**TEXTE PRÉSENTÉ:**
──────────

Renaud d’Enfert, IUFM de l’académie de Versailles


Texte n°1

L’enseignement du dessin linéaire selon Louis-Benjamin Francœur (1818)

« Rapport fait par M. Francœur à la Société d’instruction élémentaire, sur l’enseignement du dessin », Journal d’éducation, tome 6, n° 10, juillet 1818, pp. 206-210 [Extraits]. Disponible sur www. gallica.bnf.fr/

 

Depuis longtemps, les bons esprits souhaitaient voir introduit l’enseignement du dessin dans les écoles élémentaires. Cet art, utile à presque toutes les professions, l’est surtout aux gens du peuple, dont les travaux consistent presque tous en des imitations de formes. Sans parler des artistes qui font du dessin leur étude spéciale, la base essentielle de leurs productions, les anatomistes, les médecins, les marins et les voyageurs, ont à chaque instant recours au dessin pour exprimer leurs conceptions, se les expliquer plus nettement à eux-mêmes, les faire comprendre aux autres. Les menuisiers, mécaniciens, serruriers, ouvriers en bâtiments, artisans des manufactures, et je pourrais citer tous les métiers, ont besoin de dessiner, ne fût-ce que pour concevoir les objets qu’ils sont chargés d’exécuter. En un mot, le dessin est un art qu’il faut posséder ; on doit le savoir lire et écrire, quoiqu’il exprime des figures réelles, et non des articulations et des sons. Introduit dans l’enseignement des classes inférieures, il doit contribuer à leur bien-être, et donnera à notre industrie le plus haut degré de splendeur. […] Ce bel art se divise en plusieurs branches très étendues ; mais on l’a limité à la seule partie qui soit à l’usage du peuple, le dessin linéaire.

──────────

**CONSIGNE:** Rédigez la suite du texte sur l'enseignement du dessin linéaire, à partir de sa dernière phrase. Les lignes de données n'interviennent pas dans ce travail.

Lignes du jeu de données
──────────

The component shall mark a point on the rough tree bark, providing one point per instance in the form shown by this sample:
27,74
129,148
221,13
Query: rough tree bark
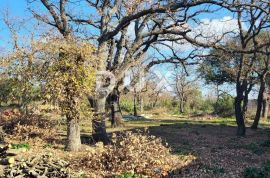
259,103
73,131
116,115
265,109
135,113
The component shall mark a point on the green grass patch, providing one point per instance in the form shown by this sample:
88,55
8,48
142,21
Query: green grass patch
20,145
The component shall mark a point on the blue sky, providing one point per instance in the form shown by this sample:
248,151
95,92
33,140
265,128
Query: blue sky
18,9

──────────

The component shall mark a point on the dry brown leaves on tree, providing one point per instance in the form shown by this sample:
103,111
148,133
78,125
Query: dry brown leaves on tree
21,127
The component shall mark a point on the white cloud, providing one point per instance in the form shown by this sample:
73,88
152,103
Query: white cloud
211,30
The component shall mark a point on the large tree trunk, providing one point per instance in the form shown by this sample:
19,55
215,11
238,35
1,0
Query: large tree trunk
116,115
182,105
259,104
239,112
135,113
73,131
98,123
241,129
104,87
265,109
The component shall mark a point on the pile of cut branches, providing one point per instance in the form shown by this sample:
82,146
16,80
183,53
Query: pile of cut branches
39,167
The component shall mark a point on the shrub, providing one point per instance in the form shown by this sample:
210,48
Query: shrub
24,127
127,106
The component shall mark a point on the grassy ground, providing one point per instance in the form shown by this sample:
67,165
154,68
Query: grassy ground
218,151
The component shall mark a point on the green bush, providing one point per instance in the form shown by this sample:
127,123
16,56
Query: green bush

──────────

**RÉPONSE ATTENDUE:**
[…]

Les bases dont nous sommes partis sont les suivantes :

1° Des figures de géométrie ont été disposées dans l’ordre de la difficulté du tracé, plutôt que selon celui des théorèmes ; ces dessins ont dû servir de modèle.

2° Chaque figure se rapporte à un commandement inscrit sur une tablette à l’usage des moniteurs.

3° Un travail préparé pour le maître, est destiné à le mettre à même d’instruire les moniteurs, de lever les difficultés que le tracé présente, et de lui faire comprendre le sens des divers commandements.

4° Enfin, selon le mode d’enseignement du calcul, on ne suppose au maître, aux moniteurs, ni aux élèves, aucune connaissance du dessin ; et cependant tous, à peu près aussi peu habiles, devaient arriver à tracer correctement toutes les figures d’ornements usités dans les arts, s’enseignant mutuellement ce qu’ils ne savent pas eux-mêmes ; et cela sans leçons spéciales, sans préceptes, et par le seul empire de l’exemple et de l’imitation.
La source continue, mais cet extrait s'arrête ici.